START Listed records

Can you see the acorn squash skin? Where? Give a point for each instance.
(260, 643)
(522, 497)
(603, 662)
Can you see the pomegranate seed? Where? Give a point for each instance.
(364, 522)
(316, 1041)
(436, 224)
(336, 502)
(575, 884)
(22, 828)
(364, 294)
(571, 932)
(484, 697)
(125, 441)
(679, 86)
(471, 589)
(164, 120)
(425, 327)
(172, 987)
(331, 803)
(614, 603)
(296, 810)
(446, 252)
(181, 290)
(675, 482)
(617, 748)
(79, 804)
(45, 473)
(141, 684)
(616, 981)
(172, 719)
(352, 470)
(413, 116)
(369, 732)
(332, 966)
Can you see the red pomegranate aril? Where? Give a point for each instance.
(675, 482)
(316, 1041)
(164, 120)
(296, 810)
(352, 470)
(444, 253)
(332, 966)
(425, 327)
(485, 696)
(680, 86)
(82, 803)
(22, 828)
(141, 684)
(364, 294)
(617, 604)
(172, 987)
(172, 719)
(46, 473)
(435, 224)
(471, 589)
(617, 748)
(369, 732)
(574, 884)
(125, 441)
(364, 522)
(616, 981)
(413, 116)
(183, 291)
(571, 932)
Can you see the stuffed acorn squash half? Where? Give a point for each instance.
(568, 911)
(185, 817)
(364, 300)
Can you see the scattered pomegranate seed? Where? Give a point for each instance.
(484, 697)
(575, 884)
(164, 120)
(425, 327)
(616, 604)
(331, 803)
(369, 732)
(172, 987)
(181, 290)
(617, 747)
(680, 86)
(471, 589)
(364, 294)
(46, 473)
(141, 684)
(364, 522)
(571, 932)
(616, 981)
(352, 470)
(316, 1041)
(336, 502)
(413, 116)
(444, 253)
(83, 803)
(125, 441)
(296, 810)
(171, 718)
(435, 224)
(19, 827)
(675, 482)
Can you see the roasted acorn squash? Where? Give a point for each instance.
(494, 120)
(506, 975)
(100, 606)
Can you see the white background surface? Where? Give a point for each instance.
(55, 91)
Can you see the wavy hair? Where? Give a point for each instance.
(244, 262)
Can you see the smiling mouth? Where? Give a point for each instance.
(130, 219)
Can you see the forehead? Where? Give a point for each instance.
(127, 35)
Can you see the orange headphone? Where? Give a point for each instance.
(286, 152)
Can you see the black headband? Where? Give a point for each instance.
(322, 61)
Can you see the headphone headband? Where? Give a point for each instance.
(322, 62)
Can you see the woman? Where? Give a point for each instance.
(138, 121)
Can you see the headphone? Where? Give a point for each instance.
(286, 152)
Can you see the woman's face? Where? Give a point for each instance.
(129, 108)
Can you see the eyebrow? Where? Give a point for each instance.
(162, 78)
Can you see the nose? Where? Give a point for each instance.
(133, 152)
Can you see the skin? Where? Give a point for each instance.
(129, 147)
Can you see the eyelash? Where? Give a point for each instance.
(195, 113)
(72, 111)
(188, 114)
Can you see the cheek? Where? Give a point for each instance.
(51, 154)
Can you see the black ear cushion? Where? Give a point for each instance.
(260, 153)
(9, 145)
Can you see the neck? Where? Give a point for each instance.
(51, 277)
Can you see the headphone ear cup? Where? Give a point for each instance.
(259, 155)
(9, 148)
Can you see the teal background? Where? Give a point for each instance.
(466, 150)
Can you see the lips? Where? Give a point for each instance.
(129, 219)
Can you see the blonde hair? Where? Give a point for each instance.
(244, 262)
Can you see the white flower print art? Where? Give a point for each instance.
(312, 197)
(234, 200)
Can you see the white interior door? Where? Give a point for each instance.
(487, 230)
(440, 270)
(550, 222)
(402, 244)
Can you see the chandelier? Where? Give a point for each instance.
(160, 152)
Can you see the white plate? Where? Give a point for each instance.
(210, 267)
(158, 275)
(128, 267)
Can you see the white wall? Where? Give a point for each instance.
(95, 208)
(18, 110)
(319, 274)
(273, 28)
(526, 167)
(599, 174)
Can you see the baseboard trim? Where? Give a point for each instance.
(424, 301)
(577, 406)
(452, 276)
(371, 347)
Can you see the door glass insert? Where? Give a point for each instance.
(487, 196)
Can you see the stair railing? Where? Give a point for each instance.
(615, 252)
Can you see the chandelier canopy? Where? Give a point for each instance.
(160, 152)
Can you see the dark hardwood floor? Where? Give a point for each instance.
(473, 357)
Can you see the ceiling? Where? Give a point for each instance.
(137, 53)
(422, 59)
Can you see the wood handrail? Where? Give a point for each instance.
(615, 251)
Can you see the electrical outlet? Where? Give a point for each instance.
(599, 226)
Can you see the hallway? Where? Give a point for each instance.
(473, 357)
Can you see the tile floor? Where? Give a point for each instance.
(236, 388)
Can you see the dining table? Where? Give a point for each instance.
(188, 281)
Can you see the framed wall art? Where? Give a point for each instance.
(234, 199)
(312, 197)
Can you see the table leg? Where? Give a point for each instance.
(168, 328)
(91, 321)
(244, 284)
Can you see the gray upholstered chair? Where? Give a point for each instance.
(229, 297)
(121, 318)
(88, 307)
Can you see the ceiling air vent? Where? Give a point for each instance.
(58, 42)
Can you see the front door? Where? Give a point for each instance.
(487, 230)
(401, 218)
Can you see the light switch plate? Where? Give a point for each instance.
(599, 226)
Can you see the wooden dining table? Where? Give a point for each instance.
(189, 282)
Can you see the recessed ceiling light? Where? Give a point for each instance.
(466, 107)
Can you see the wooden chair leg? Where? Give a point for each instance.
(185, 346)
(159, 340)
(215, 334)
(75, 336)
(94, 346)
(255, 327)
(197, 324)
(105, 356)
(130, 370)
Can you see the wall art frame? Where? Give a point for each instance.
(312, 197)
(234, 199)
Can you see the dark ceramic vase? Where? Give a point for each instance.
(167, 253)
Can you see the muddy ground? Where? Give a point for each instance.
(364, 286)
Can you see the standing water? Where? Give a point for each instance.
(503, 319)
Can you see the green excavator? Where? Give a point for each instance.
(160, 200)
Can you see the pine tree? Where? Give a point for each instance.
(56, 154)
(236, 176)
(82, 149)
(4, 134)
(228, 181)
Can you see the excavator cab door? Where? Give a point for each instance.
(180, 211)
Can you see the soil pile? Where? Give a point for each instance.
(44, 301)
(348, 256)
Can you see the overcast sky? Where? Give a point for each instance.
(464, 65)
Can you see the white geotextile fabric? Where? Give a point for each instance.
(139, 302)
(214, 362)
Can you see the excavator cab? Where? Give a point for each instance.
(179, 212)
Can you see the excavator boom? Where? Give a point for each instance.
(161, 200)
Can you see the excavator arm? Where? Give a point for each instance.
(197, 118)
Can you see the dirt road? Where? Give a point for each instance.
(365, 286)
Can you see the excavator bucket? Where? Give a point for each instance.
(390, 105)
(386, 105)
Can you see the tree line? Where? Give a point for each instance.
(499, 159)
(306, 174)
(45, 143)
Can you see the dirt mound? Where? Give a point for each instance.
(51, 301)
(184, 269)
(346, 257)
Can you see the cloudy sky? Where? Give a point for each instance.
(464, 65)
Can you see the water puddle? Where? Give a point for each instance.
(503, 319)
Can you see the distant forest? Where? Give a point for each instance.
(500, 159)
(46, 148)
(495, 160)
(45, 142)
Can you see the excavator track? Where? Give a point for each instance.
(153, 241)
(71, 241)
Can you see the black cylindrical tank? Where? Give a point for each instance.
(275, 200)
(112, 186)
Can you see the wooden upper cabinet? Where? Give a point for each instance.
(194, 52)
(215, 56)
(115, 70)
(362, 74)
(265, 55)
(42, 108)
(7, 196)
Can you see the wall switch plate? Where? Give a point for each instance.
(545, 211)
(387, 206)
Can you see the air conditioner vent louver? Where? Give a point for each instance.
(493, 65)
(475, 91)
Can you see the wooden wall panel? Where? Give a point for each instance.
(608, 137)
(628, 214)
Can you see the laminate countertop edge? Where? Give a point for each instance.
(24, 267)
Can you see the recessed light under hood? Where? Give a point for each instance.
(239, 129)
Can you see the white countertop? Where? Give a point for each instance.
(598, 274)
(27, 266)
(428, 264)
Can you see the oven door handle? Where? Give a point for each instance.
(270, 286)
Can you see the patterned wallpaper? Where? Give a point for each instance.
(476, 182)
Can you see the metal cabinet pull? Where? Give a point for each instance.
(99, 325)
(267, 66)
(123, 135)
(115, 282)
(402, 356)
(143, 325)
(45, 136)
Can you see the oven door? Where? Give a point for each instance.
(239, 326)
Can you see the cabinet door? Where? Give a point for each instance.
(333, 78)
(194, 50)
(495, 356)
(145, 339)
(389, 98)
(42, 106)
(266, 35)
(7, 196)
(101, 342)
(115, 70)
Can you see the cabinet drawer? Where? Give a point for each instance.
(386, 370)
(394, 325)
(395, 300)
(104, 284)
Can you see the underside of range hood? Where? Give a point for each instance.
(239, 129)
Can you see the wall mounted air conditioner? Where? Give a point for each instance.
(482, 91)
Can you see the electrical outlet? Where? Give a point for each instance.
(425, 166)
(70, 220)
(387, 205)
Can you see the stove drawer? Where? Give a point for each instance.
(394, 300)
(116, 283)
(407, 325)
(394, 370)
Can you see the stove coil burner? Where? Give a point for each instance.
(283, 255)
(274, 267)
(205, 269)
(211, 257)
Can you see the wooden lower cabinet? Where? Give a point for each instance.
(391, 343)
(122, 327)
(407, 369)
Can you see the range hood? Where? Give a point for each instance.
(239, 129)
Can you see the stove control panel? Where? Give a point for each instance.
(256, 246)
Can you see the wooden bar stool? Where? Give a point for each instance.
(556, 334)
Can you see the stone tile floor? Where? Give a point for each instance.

END Listed records

--- Task brief ---
Starting from the line with "Can you see the stove control" and ending with the final line of the data, quote every line exactly, both ends included.

--- Solution for this problem ---
Can you see the stove control panel? Where? Give a point for each instance.
(256, 246)
Can you see the wooden bar stool? Where? Give a point for each instance.
(556, 334)
Can you see the stone tile floor? Where? Give a point for each instance.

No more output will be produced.